===== Provided information =====

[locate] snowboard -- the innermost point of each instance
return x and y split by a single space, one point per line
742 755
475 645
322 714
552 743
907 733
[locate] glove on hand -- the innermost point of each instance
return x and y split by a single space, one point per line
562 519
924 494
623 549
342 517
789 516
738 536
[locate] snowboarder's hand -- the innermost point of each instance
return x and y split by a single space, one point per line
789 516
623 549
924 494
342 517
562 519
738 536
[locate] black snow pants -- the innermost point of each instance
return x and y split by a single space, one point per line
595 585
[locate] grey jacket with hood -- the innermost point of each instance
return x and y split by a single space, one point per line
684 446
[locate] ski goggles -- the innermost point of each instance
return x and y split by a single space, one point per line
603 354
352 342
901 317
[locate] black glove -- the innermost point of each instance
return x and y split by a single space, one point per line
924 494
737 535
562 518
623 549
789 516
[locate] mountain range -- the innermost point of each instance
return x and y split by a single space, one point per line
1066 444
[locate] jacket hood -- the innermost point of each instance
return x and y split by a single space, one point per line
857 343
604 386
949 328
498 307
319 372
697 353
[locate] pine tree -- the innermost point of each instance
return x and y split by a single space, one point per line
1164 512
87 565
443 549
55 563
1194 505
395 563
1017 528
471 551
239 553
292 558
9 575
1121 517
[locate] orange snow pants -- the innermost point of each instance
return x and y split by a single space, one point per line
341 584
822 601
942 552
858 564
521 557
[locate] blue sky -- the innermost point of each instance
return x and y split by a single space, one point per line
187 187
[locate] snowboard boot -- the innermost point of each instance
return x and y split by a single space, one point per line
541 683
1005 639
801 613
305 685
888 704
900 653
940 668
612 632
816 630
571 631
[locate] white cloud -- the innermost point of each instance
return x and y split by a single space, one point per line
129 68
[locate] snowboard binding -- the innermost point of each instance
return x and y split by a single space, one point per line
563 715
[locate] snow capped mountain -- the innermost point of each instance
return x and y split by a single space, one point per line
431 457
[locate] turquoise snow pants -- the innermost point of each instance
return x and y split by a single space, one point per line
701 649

=====

Stated task :: Can you write out all of the rows above word for word, with no changes?

Output of the exercise ::
[locate] snowboard -- the innermost point of each instance
return x and y split by a single space, one point per line
742 755
475 645
322 714
552 743
907 733
[locate] glove on hand -- the innermost point of each instance
return x and y split by a single space, one point per line
562 519
924 494
623 549
342 517
789 516
738 536
[locate] snowboarder's hand -- the innermost point of each instance
return x and y split by a single space, one point per line
789 516
623 549
924 494
342 517
562 519
738 536
[locate] black snow pants -- the innermost point of each instance
return x and y split by a single space, one point per line
595 585
[locate] grey jacket with hood -- the innermost point of each instance
return x and y split by a single space, one point per line
684 446
[locate] ski goggles -- the innermost point of each instance
return x and y split by a single space, one point per line
603 354
352 342
901 317
[locate] black glove -- the innermost point of each instance
return x and y split by a single space, one point per line
924 494
737 535
562 518
623 549
789 516
[locate] mountain range -- the innermost point of each instance
return x and y split by a single space, one point per line
1066 444
[locate] jacket hood -- the innermost point of each instance
return x and y split by a single space, one point per line
857 343
604 386
949 328
498 307
319 372
697 353
[locate] pine tree -- the innermost point of each instance
return x and y split by a single space, one point per line
1164 512
87 565
443 549
55 563
1194 505
395 563
1017 528
471 551
239 553
292 558
9 575
1121 517
[locate] orange snow pants -- the innermost point of each instance
return x and y split by a single space, one point per line
341 584
822 601
942 552
858 564
521 557
[locate] blue sky -- the innermost point of each instance
return x and y split by a single space, one point per line
187 187
[locate] snowboard boot -- the innermost point of each instance
return x and y split by a single space, one point per line
541 683
1005 639
801 613
305 685
888 704
900 653
940 668
612 632
816 630
571 631
[locate] white cloud -- the innermost point of each instance
return x and y split by a single space, one point per line
129 68
[locate] snowboard binding -- the innermost point of each instance
return x and y split by a single space, one point per line
563 715
[locate] snow capped mountain -- the innermost point of each instance
return x and y split by a single space, one point per line
431 457
[locate] turquoise snow pants -- the innermost point of each instance
return x and y split by a single space, one point per line
701 649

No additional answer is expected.